**What to work on**: Copy out the entire "Trumpet lead" passage below word for word, including its title line, punctuation, and spelling.

**Supplied text**:

Trumpet lead
Ernie was my hope in 1957 to implant the whimsical 50’s UPA design style into the moribund Terrytoons shtick. His appearance in the studio caused bewilderment at the very least, building to fear, trepidation, and downright hostility from the old timers. They couldn’t figure him out, so they hated him. Ernie himself didn’t help. He lived in his own Hollywoodish haze, enclosed in his plaster-board bunker on Terrytoons’ ground floor, presumably in tune with his inner voices. He would softly plays the blues on his trumpet, its tones wafting through the entire building, raising the blood pressure of the entire staff. Terrytoons was actually built in the shell of a former movie theater in New Rochelle, New York, and sound resonated beautifully from its high vaulted ceiling. It was ironic in itself that we were endeavoring to make animated movies within the abandoned space of a closed down movie house. But so we were, and it made it more ironic than ever that we were attempting this confrontation of the avant-garde against the retarde!

**Data excerpts**:
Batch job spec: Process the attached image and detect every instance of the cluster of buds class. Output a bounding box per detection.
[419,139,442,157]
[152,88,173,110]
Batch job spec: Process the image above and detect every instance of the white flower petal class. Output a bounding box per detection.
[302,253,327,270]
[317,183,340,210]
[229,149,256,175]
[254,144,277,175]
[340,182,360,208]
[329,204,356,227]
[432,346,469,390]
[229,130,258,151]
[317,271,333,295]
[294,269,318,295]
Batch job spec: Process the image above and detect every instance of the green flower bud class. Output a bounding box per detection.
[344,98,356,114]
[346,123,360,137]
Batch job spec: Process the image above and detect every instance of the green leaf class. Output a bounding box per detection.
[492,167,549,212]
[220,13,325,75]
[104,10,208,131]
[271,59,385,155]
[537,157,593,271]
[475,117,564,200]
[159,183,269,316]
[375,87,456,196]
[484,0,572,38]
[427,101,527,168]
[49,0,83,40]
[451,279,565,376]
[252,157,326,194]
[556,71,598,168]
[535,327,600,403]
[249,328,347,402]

**Expected output**:
Trumpet lead
Ernie was my hope in 1957 to implant the whimsical 50’s UPA design style into the moribund Terrytoons shtick. His appearance in the studio caused bewilderment at the very least, building to fear, trepidation, and downright hostility from the old timers. They couldn’t figure him out, so they hated him. Ernie himself didn’t help. He lived in his own Hollywoodish haze, enclosed in his plaster-board bunker on Terrytoons’ ground floor, presumably in tune with his inner voices. He would softly plays the blues on his trumpet, its tones wafting through the entire building, raising the blood pressure of the entire staff. Terrytoons was actually built in the shell of a former movie theater in New Rochelle, New York, and sound resonated beautifully from its high vaulted ceiling. It was ironic in itself that we were endeavoring to make animated movies within the abandoned space of a closed down movie house. But so we were, and it made it more ironic than ever that we were attempting this confrontation of the avant-garde against the retarde!